[Extracted records]
···
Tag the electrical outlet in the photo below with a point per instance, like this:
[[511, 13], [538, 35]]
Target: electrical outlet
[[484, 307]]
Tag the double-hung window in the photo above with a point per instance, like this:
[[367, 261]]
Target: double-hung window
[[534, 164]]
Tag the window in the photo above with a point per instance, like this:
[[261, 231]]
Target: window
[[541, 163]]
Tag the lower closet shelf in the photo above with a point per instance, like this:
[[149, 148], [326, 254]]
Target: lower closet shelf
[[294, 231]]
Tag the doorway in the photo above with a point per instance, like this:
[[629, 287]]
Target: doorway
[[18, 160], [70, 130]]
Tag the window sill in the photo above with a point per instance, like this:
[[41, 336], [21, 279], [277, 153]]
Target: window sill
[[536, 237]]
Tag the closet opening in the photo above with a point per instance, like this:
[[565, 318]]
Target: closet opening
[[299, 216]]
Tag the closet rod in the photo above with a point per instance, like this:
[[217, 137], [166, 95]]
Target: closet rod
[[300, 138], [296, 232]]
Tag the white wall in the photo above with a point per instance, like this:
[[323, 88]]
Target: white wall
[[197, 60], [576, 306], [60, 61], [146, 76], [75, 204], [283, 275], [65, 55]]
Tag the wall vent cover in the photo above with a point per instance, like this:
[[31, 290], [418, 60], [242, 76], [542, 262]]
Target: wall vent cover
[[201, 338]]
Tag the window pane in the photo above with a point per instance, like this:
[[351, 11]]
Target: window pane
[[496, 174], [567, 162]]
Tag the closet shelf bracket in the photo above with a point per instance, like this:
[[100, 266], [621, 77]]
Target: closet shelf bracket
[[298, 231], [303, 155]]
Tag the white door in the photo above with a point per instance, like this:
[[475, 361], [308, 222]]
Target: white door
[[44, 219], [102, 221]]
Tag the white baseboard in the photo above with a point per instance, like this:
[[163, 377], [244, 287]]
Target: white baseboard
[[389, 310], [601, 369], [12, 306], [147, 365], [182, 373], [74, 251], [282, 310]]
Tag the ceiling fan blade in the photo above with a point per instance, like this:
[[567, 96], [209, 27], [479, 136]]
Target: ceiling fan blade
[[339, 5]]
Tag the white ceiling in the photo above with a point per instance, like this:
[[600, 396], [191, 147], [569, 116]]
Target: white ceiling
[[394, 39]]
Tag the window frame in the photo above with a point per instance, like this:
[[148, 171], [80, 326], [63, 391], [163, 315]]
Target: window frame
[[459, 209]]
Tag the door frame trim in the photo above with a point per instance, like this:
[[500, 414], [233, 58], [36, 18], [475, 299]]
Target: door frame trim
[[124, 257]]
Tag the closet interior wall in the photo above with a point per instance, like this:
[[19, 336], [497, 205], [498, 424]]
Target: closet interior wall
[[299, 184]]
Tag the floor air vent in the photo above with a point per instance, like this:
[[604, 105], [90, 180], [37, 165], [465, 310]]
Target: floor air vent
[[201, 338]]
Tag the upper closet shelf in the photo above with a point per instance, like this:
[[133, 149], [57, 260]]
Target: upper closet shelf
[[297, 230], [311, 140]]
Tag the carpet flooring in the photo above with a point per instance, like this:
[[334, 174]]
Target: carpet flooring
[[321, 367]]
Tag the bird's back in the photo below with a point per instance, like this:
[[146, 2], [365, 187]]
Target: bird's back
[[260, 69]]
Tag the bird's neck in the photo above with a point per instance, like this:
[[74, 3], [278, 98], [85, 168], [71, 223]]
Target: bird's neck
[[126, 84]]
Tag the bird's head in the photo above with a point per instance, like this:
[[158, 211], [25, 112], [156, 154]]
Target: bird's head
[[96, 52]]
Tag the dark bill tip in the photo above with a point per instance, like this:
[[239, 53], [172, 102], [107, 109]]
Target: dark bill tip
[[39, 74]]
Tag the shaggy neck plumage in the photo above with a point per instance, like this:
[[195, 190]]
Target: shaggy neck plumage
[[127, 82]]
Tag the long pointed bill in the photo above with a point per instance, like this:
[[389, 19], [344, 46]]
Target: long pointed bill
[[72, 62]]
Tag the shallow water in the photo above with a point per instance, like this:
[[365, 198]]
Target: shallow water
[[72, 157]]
···
▶ _Exercise details_
Rewrite the material from the line containing "Tag the closet opening" through the line containing "275], [65, 55]]", changing every "closet rod" to "hanging rod" and leaving everything else as it is.

▶ _Full solution_
Tag the closet opening in the photo above with a point per instance, like this:
[[565, 318]]
Target: closet opening
[[299, 216]]
Tag the hanging rod in the photo above with a point per instance, like this:
[[217, 137], [166, 95]]
Target: hanging rod
[[300, 138], [296, 232]]
Tag the white wall in the photo above with a point per instance, like this:
[[323, 88]]
Target: white wall
[[197, 60], [576, 306], [60, 61], [146, 76], [75, 204], [283, 275], [65, 55]]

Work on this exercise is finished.